→ JOB: Reproduce verbatim the records below, beginning with the line that contains "Spot the green leaf" and continuing through the final line of the records.

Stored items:
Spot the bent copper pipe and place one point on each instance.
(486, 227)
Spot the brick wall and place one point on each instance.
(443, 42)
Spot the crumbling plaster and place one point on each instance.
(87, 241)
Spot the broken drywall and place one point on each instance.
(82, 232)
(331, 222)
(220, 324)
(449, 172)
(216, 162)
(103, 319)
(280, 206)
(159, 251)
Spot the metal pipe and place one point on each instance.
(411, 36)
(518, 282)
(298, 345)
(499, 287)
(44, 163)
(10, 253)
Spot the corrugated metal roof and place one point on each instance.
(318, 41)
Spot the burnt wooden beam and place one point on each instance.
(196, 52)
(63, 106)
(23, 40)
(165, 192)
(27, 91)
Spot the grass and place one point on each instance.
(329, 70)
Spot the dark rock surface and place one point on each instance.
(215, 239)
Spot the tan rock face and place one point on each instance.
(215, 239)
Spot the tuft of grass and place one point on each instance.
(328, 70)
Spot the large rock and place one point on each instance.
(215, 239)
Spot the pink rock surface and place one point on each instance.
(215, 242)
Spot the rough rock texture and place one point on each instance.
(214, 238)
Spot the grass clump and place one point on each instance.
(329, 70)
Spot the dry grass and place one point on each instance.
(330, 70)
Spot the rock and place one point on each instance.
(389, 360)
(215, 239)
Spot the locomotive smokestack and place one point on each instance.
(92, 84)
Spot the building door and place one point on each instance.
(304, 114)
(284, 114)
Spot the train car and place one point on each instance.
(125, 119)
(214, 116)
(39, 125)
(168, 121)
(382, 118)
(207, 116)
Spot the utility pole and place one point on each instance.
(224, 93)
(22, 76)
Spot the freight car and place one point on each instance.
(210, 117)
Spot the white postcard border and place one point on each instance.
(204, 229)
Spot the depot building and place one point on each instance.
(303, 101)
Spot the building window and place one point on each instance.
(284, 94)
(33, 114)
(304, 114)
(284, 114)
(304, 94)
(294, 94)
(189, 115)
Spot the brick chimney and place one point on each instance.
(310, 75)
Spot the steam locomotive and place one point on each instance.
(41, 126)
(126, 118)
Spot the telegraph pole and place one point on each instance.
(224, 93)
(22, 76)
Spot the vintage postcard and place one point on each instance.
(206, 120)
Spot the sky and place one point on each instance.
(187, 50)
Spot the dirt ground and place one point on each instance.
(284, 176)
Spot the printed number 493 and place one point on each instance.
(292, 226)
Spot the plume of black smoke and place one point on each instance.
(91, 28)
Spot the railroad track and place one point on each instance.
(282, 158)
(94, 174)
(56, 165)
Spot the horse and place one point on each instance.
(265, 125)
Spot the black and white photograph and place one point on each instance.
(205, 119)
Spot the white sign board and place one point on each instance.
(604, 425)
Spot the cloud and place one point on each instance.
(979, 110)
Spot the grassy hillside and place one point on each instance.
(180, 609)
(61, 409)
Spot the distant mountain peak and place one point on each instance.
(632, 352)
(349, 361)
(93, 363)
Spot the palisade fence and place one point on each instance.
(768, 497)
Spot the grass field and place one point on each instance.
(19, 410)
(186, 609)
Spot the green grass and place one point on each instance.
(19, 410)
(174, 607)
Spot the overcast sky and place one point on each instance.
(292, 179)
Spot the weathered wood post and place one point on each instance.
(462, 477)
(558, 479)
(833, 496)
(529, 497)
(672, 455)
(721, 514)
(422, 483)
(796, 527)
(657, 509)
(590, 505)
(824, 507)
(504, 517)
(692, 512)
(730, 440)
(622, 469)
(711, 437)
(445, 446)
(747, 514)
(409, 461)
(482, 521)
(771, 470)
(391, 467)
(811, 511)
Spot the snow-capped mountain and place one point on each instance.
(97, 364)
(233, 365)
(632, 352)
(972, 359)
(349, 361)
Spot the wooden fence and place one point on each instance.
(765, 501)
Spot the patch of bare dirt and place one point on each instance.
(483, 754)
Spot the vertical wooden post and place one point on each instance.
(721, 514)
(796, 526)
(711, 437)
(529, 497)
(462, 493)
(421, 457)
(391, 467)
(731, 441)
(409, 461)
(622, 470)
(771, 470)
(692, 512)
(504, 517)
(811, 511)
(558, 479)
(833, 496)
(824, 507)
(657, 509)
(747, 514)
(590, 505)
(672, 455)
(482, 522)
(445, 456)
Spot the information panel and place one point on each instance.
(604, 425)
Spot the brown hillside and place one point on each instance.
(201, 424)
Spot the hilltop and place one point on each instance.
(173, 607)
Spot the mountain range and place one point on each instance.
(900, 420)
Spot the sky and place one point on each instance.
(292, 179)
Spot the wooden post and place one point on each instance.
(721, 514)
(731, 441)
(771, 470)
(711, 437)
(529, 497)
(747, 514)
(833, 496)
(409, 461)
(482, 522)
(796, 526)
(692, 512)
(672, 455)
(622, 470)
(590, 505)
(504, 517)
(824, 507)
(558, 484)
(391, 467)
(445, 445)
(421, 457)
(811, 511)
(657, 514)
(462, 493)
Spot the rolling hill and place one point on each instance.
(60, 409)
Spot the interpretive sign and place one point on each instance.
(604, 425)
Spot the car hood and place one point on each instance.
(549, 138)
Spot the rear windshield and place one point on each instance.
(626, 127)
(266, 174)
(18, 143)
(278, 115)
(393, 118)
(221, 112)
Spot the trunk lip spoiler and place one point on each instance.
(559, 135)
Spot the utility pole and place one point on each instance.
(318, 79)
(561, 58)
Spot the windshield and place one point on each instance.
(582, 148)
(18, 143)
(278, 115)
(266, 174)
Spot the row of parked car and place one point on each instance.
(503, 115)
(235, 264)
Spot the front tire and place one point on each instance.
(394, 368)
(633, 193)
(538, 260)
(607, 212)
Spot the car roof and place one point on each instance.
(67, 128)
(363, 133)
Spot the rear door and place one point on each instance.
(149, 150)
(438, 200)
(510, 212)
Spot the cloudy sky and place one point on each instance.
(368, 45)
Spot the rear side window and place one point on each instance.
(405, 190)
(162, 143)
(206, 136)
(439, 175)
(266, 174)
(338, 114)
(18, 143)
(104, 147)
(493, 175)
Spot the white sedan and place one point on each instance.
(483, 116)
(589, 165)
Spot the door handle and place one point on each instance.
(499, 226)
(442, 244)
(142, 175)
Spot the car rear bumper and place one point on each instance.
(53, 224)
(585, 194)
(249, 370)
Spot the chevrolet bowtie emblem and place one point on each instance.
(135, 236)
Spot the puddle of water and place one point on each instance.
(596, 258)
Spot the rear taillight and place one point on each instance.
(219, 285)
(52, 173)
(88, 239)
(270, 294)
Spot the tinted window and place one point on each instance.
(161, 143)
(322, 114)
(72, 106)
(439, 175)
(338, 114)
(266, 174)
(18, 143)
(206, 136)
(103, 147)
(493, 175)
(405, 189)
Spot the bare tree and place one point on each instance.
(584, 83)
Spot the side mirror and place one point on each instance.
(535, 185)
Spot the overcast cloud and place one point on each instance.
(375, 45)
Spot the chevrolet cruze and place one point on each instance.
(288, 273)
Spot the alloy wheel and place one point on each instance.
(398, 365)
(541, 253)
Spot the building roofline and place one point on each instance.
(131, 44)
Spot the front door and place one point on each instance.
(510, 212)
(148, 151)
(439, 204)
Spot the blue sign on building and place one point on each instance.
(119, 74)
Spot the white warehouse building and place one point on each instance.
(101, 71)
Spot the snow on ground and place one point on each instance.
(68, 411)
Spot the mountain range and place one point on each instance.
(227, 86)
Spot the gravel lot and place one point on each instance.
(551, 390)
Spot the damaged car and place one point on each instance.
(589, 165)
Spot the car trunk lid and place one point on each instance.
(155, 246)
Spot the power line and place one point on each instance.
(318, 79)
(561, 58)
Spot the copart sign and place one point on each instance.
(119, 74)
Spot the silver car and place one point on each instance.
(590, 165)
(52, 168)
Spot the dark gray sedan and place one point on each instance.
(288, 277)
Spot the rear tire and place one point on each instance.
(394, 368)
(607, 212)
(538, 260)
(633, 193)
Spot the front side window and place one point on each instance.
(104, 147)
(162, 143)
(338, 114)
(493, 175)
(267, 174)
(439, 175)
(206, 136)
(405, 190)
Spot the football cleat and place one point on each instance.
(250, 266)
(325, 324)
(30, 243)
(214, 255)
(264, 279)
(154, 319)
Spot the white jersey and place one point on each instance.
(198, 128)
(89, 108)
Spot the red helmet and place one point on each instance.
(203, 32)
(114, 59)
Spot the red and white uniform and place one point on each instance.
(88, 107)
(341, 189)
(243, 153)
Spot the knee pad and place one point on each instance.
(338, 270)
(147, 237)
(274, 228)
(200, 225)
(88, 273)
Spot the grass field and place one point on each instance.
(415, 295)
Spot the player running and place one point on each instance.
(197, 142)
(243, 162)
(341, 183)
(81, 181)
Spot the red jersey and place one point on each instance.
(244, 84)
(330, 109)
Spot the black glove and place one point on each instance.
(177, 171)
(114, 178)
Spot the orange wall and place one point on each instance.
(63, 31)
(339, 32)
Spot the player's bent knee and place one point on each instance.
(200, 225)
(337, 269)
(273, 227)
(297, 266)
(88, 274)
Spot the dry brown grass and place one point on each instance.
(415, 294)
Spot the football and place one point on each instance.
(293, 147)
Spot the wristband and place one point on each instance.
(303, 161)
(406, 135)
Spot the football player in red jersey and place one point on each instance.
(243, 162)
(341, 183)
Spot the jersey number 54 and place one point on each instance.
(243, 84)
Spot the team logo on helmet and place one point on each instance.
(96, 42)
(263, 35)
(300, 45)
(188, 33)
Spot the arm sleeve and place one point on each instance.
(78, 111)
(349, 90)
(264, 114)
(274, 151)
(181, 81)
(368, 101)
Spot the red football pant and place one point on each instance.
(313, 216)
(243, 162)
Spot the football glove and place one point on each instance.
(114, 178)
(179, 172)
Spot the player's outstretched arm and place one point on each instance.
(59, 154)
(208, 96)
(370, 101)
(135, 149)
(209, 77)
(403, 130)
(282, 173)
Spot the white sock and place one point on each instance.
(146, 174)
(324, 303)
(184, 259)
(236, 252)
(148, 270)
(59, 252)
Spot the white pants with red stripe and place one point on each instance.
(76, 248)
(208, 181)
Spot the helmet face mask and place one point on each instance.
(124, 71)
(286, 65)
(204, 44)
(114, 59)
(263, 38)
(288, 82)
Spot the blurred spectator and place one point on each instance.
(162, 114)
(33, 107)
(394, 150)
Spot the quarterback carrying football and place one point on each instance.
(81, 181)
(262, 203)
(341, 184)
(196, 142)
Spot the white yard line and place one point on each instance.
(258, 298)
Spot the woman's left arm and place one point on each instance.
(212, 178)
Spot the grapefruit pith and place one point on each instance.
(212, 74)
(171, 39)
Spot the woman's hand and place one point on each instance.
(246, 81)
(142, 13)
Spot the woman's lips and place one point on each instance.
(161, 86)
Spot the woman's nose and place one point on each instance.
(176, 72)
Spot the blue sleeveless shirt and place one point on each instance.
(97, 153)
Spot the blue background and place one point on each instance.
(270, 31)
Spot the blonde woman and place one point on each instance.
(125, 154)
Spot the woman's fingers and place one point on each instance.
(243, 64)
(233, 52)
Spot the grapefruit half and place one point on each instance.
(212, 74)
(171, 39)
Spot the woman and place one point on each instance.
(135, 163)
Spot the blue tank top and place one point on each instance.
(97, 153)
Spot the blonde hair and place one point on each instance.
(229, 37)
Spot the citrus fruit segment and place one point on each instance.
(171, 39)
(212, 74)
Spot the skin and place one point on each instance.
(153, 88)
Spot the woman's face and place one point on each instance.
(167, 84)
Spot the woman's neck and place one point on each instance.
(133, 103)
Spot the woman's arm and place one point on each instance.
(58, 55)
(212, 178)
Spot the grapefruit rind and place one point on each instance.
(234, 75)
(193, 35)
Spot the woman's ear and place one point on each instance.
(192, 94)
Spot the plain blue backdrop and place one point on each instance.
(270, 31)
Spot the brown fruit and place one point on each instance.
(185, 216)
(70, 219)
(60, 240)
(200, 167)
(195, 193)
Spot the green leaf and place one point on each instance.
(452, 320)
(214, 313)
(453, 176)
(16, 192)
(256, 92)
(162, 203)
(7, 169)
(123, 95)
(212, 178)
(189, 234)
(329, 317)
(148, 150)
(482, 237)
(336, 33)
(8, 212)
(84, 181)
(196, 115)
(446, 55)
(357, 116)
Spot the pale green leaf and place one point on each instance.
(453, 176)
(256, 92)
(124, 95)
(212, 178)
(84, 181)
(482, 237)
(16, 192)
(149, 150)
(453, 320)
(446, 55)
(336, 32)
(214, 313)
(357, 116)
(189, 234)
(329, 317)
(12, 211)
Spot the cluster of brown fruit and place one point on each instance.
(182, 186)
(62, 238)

→ ANSWER BELOW:
Spot the green leaf and place one point on each instance.
(452, 320)
(214, 313)
(453, 176)
(16, 192)
(256, 92)
(162, 203)
(7, 169)
(123, 95)
(212, 178)
(189, 234)
(329, 317)
(148, 150)
(482, 237)
(336, 33)
(8, 212)
(84, 181)
(196, 115)
(446, 55)
(357, 116)
Spot the pale green leaf and place one point on each instance.
(453, 176)
(256, 92)
(124, 95)
(212, 178)
(84, 181)
(482, 237)
(16, 192)
(149, 150)
(453, 320)
(446, 55)
(336, 32)
(214, 313)
(357, 116)
(189, 234)
(329, 317)
(12, 211)
Spot the cluster of brown fruit and place one point on each instance.
(182, 186)
(62, 238)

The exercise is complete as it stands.